- [KUTIPAN]:
----
Sebesar apapun cinta itu, tetap tujuan akhirnya adalah cinta kepada Sang
penguasa cinta. Dia-lah yang memiliki cinta terluas, cinta tak terbatas. Dia-lah
yang berhak dicintai sepenuhnya. Karena setiap detail kehidupan kita, tidak
pernah lepas dari cinta-Nya.
Pacaran dalam
Pandangan Islam
Dalam kehidupan kita
sehari hari, tentu kita sudah tidak asing lagi dengan istilah pacaran.
Bagaimana hukum pacaran dalam agama Islam ? Pro Kontra mengenai pacaran sudah
terjadi dari jaman dahulu sampai sekarang. Pertanyaan-pertanyaan bermunculan,
Boleh tidak sih pacaran itu ? Bagaimana sih berpacaran secara Islami ?
----
(Cuplikan data kotak pembatas)
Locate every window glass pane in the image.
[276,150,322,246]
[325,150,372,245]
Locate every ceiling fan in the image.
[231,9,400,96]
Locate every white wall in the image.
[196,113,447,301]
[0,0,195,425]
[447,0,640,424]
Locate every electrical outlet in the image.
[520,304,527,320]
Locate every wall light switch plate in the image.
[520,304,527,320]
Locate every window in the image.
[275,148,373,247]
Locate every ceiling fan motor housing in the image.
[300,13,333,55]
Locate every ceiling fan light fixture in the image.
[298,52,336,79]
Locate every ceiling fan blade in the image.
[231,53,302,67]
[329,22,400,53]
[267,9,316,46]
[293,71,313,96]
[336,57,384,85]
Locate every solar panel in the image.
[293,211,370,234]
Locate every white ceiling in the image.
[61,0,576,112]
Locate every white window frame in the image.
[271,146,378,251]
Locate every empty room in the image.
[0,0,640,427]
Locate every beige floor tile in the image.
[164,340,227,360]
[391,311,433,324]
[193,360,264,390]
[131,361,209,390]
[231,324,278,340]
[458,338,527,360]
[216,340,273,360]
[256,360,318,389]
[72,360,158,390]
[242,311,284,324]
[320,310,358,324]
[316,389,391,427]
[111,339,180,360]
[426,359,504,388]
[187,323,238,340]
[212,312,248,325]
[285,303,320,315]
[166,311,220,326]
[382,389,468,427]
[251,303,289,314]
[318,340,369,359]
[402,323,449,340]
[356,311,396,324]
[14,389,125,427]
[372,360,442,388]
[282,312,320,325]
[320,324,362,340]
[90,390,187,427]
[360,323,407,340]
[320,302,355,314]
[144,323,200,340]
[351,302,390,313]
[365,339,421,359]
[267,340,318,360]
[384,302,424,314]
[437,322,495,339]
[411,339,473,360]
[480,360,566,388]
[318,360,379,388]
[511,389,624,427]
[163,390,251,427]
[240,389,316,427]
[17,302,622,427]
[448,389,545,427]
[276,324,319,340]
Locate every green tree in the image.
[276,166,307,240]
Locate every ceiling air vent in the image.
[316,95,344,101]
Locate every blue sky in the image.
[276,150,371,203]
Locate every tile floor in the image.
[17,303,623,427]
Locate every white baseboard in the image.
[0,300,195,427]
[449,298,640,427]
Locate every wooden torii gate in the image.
----
- [TUJUAN]: Ketik ulang tanpa perubahan bagian kutipan tentang pacaran dalam Islam, mulai dari "Sebesar apapun cinta" hingga "secara Islami ?".

- [JAWABAN AKHIR]:
Sebesar apapun cinta itu, tetap tujuan akhirnya adalah cinta kepada Sang
penguasa cinta. Dia-lah yang memiliki cinta terluas, cinta tak terbatas. Dia-lah
yang berhak dicintai sepenuhnya. Karena setiap detail kehidupan kita, tidak
pernah lepas dari cinta-Nya.
Pacaran dalam
Pandangan Islam
Dalam kehidupan kita
sehari hari, tentu kita sudah tidak asing lagi dengan istilah pacaran.
Bagaimana hukum pacaran dalam agama Islam ? Pro Kontra mengenai pacaran sudah
terjadi dari jaman dahulu sampai sekarang. Pertanyaan-pertanyaan bermunculan,
Boleh tidak sih pacaran itu ? Bagaimana sih berpacaran secara Islami ?